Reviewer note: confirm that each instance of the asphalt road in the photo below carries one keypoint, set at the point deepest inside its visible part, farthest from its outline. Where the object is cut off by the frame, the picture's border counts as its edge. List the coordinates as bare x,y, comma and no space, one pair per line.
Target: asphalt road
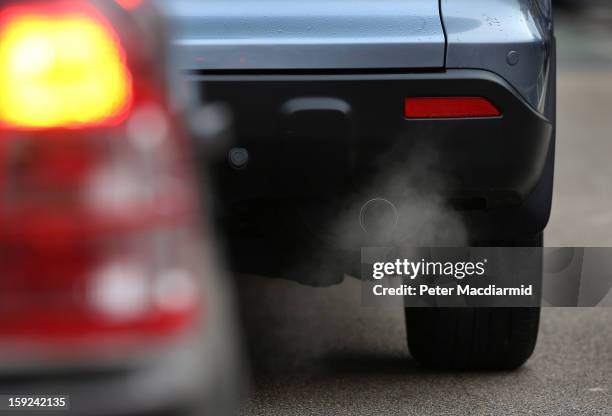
318,351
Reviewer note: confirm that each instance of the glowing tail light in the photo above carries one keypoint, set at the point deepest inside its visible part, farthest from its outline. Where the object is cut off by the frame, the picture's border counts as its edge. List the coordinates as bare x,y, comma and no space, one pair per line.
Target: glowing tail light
449,107
61,66
98,222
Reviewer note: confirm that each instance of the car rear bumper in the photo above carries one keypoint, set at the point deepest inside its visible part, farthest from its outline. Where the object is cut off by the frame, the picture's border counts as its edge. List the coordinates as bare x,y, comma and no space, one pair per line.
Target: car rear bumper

### What you are asked to do
Render all the material above as a JSON array of strings, one string per line, with blank lines omitted. Leave the pictures out.

### Written response
[
  "Reviewer note: confirm that each instance of the asphalt road in the photo below carries one keypoint, set at the point deepest inside its visible part, farthest from its outline. Where the object is cut off by the frame, the picture's border counts as its edge. List the coordinates as bare x,y, comma and no space, one pair per line.",
  "Target: asphalt road",
  "318,351",
  "Reviewer note: confirm that each instance of the glowing tail light in the photo above carries one keypoint, set at the point deepest inside its visible part, farthest from its outline. Where the object is cut off by the frame, the picture's border counts as its edge. List the coordinates as bare x,y, comma and no space, one pair per line.",
  "Target: glowing tail light",
  "449,107",
  "61,66",
  "98,222",
  "Reviewer note: confirm that each instance of the car rear bumper in the photo above carries one keypoint, set at the point deepest inside its visible part, farthest from its outline. Where the object is cut off by the frame, the picture's border counts as its edge. List the coordinates as bare x,y, comma and no space, one pair per line.",
  "Target: car rear bumper"
]